Reproduce verbatim the lines of the records running from the line containing "of the ceiling" through the line containing "Query: ceiling structure", including both of those lines.

• _PROVIDED RECORDS_:
• • •

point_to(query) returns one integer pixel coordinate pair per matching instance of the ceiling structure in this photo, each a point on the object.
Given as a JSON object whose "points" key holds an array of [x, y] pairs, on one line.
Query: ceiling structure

• • •

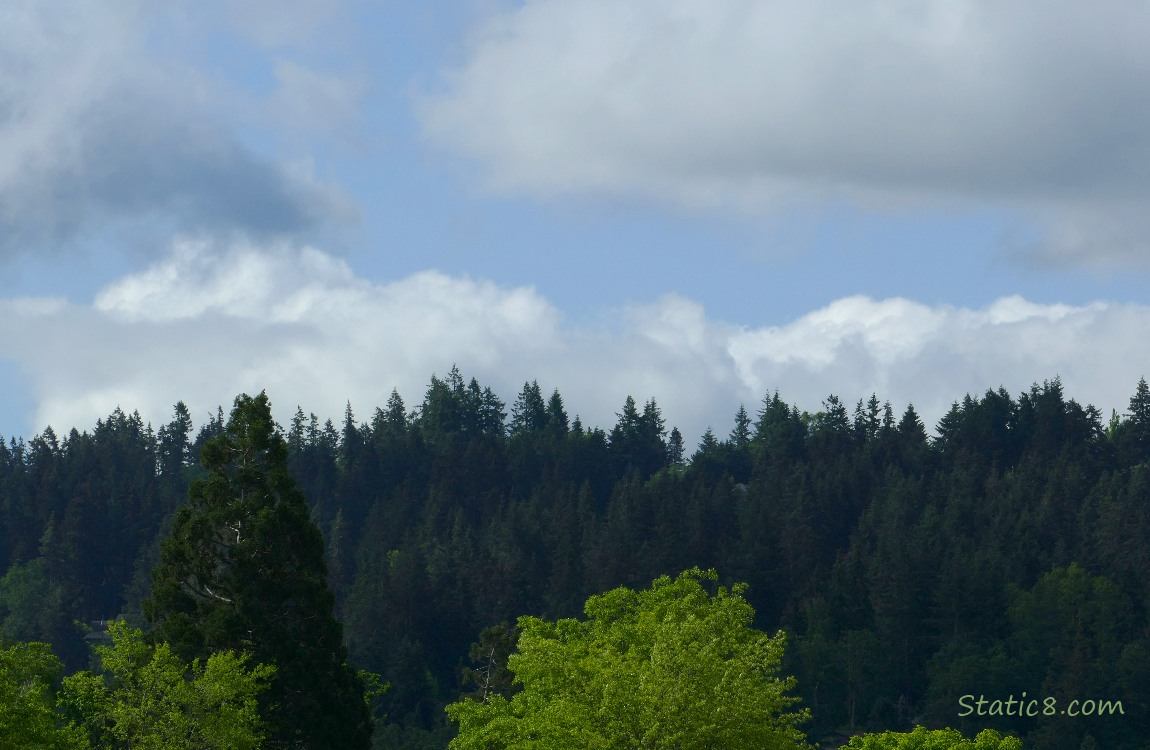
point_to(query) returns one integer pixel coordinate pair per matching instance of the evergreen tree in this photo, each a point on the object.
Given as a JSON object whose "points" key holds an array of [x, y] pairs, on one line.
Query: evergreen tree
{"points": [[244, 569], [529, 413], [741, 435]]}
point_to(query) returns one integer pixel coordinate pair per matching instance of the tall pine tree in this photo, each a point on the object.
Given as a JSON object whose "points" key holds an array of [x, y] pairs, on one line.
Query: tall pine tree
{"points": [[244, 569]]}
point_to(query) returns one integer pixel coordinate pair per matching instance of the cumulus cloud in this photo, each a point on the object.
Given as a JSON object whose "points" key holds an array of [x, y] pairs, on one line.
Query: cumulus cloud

• • •

• _FULL RESPONSE_:
point_to(query) returns one integer pixel coordinate pair per matching instance of the ceiling structure in this photo, each a point on the object.
Given as a JSON object whose "points" key holds an array of [x, y] pairs, on one line.
Query: ceiling structure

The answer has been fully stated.